Source material: Begin

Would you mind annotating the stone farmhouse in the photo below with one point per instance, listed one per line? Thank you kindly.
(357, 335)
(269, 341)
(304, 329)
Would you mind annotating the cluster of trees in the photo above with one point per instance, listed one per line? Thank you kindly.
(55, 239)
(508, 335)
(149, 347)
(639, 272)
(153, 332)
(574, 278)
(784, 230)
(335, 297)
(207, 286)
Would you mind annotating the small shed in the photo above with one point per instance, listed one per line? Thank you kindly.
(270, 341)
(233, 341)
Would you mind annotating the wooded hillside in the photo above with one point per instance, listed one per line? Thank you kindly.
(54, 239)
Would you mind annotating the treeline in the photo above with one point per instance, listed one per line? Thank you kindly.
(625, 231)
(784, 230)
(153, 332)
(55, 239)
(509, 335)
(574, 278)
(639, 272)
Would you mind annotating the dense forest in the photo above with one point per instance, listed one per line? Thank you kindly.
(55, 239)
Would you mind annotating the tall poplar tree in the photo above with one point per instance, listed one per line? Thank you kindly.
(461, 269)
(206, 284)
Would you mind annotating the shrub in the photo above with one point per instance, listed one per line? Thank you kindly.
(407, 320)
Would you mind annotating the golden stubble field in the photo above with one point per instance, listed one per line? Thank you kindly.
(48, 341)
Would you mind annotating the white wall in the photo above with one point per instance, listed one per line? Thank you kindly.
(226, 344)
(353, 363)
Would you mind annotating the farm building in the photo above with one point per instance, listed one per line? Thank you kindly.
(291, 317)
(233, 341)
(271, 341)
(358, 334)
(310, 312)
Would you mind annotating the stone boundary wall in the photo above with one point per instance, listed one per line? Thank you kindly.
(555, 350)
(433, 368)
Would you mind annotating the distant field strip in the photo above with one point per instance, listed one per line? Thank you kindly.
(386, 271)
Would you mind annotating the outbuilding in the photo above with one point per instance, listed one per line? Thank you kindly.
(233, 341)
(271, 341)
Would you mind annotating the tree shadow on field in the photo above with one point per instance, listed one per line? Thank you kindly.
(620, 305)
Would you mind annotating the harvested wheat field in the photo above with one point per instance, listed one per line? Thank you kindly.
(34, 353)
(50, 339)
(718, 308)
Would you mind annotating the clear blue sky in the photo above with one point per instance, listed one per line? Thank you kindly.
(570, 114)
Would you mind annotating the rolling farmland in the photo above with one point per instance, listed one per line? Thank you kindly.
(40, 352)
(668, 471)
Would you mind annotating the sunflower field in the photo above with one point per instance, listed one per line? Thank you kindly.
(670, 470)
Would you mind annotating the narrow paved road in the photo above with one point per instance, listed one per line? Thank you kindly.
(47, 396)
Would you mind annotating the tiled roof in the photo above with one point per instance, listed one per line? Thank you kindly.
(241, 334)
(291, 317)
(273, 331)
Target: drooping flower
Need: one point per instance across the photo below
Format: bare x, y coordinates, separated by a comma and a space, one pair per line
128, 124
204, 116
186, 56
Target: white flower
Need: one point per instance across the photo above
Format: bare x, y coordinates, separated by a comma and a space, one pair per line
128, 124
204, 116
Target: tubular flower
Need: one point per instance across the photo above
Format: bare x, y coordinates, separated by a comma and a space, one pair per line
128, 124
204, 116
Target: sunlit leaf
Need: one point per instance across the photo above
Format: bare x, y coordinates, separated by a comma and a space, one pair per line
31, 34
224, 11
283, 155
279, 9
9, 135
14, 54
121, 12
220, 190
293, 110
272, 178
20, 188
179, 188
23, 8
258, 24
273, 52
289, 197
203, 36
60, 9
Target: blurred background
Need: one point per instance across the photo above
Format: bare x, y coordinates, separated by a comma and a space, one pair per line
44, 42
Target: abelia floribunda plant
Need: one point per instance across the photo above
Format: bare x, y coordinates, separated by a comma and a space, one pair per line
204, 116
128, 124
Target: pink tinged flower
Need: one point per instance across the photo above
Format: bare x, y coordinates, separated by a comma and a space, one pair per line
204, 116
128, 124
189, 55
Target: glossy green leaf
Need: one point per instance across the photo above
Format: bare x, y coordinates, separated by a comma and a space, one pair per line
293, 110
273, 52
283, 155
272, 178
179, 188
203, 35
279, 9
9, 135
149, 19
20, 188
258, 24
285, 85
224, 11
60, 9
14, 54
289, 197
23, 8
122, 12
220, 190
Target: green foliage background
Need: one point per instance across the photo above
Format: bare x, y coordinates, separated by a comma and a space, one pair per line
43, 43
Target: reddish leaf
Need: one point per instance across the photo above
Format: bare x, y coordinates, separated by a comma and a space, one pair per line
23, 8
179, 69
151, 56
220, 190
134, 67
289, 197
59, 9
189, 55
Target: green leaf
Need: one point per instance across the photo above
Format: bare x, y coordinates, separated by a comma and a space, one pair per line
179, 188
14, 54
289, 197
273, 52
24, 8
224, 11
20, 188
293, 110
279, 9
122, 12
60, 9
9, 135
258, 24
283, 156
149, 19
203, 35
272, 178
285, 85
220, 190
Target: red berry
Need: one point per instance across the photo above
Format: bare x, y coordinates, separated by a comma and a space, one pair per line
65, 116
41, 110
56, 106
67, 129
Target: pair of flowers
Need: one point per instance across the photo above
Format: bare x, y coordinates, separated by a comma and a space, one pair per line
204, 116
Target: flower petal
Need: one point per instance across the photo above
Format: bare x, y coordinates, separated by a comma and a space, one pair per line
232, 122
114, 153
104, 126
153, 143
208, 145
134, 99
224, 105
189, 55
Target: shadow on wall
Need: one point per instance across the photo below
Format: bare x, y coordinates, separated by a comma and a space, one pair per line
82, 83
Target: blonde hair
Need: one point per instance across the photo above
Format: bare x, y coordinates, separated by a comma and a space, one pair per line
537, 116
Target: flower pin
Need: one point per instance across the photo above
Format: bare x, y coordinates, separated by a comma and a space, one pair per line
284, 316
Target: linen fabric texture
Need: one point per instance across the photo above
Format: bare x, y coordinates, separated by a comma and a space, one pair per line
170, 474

Source material: End

(Task goal) The data above needs to be retyped in full, exactly as given.

(Exercise answer)
Would you mind annotating the stone farmhouse in the photo below with one point per instance, listed one per line? Thank you kindly.
(357, 335)
(269, 341)
(304, 329)
Would you mind annotating the cluster of trees in the photo above with one point per instance, listed one per line? Thank you kindly.
(55, 239)
(508, 335)
(149, 347)
(639, 272)
(153, 332)
(574, 278)
(784, 230)
(335, 297)
(207, 286)
Would you mind annotating the small shed in the photo above with one point per instance, listed one per line? Thank you kindly.
(270, 341)
(233, 341)
Would you mind annotating the wooded hillside in the photo above with one point per instance, listed one per line? Thank you kindly.
(54, 239)
Would you mind annotating the treeline in the photo above with one point per instance, listed one per line? Thank you kindly.
(625, 231)
(784, 230)
(153, 332)
(55, 239)
(509, 335)
(574, 278)
(639, 272)
Would you mind annotating the dense forest in the photo above with one point per instance, listed one per line? Thank you kindly.
(55, 239)
Would you mind annotating the tall poplar tree in the photo above with one point per instance, listed one per line? Thank you kindly.
(461, 269)
(206, 284)
Would you mind annotating the shrub in the photo above with one point per instance, listed one per line? Thank you kindly.
(407, 320)
Would you mind annotating the golden stubble field in the photo above with one point per instance, listed one per line? Thank you kindly.
(48, 341)
Would you mind annotating the white wall in the photo above with one point per instance, listed one per line? Thank you kindly.
(226, 344)
(353, 363)
Would you mind annotating the farm building in the photo above with one point per instance, listed one per line? Thank you kindly.
(291, 317)
(233, 341)
(271, 341)
(358, 334)
(310, 312)
Would you mind annotating the stone boundary wall in the photo above with one point per instance, listed one per line? Thank you kindly.
(555, 350)
(433, 368)
Would you mind annotating the distant field strip in the photo above with one point per instance, listed one per line? Thank you kindly.
(386, 271)
Would you mind annotating the outbuilding in the photo above with one point per instance, listed one per line? Thank you kindly.
(233, 341)
(271, 341)
Would you mind annotating the tree shadow on field in the photo above with one point per instance, listed one per line? Thank you kindly.
(620, 305)
Would you mind annotating the harvested wheat field in the photo above with one point per instance, listed one per line? Thank you kindly.
(34, 353)
(50, 339)
(718, 308)
Would you mind annotating the clear blue sky in the photo above with one point per instance, listed one per line? Thank you kindly.
(570, 114)
Would you mind annotating the rolling farmland in the photo above with one point per instance, listed one per line? Thank you kindly.
(40, 352)
(668, 471)
Would you mind annotating the sunflower field in the photo above with one point per instance, listed one per line? Thank you kindly.
(670, 470)
Would you mind annotating the narrow paved road in the photo above with one point per instance, listed one per line? Thank you kindly.
(47, 396)
Would you mind annotating the tiled roof in the photo above with one point per instance, listed one per line? Thank you kindly.
(241, 334)
(291, 317)
(273, 331)
Target: drooping flower
Need: one point per instance across the photo below
Format: bare x, y coordinates, separated by a comma and a space, one pair per line
128, 124
204, 116
186, 56
Target: white flower
Need: one point per instance across the photo above
Format: bare x, y coordinates, separated by a comma and a space, one pair per line
128, 124
204, 116
Target: tubular flower
Need: one point per instance across the photo above
Format: bare x, y coordinates, separated by a comma and a space, one pair per line
128, 124
204, 116
Target: sunlit leaf
Need: one point per instance across the photo above
Format: bare x, y coordinates, separated by a comma and a space, one pair per line
31, 34
224, 11
283, 155
279, 9
9, 135
14, 54
121, 12
220, 190
293, 110
272, 178
20, 188
179, 188
23, 8
258, 24
273, 52
289, 197
203, 36
60, 9
Target: blurred background
Need: one point per instance across the photo above
Format: bare x, y coordinates, separated by a comma and a space, one pair per line
44, 42
Target: abelia floribunda plant
Need: one point per instance across the photo above
Format: bare x, y coordinates, separated by a comma and a space, one pair per line
204, 116
128, 124
Target: pink tinged flower
Need: one point per instance across the photo above
Format: bare x, y coordinates, separated by a comma and a space, one pair per line
204, 116
128, 124
189, 55
Target: glossy green leaf
Need: one point per instance across the photo above
Format: bare x, y coordinates, separated by a comma and a space, one pair per line
293, 110
273, 52
283, 155
272, 178
179, 188
203, 35
279, 9
9, 135
149, 19
20, 188
258, 24
285, 85
224, 11
60, 9
14, 54
289, 197
23, 8
122, 12
220, 190
Target: green foliage background
Need: one point per instance across the photo above
Format: bare x, y coordinates, separated by a comma and a space, one pair per line
43, 43
Target: reddish leaf
Need: one point per instance across the photo above
Format: bare x, y coordinates, separated by a comma and a space, one pair per line
23, 8
179, 69
151, 56
220, 190
134, 67
289, 197
59, 9
189, 55
Target: green leaf
Need: one point per instance across the photo above
Format: bare x, y coordinates, separated by a comma and a space, one pair per line
179, 188
14, 54
289, 197
273, 52
24, 8
224, 11
20, 188
293, 110
279, 9
122, 12
60, 9
9, 135
258, 24
283, 156
149, 19
203, 35
272, 178
285, 85
220, 190
Target: red berry
Need: one point per instance across the photo above
Format: bare x, y coordinates, separated by a comma and a space, one pair per line
65, 116
41, 110
56, 106
67, 129
Target: pair of flowers
Need: one point per instance across the photo above
Format: bare x, y coordinates, separated by a comma and a space, one pair per line
204, 116
Target: flower petal
Need: one point per instance across the photo above
Format: bare x, y coordinates, separated by a comma and a space, one pair per line
232, 122
114, 153
104, 126
153, 143
208, 145
134, 99
224, 105
189, 55
Target: shadow on wall
Need: one point per instance across the photo below
Format: bare x, y coordinates, separated by a comma and a space, one pair per line
82, 83
Target: blonde hair
Need: one point per instance across the photo above
Format: bare x, y coordinates, separated by a comma and a space, one pair per line
537, 116
Target: flower pin
Need: one point per instance across the photo above
Format: bare x, y coordinates, separated by a comma and a space, one pair per line
284, 316
Target: linen fabric texture
Need: one point per instance across the photo above
Format: bare x, y coordinates, separated by a comma and a space, one pair per line
170, 474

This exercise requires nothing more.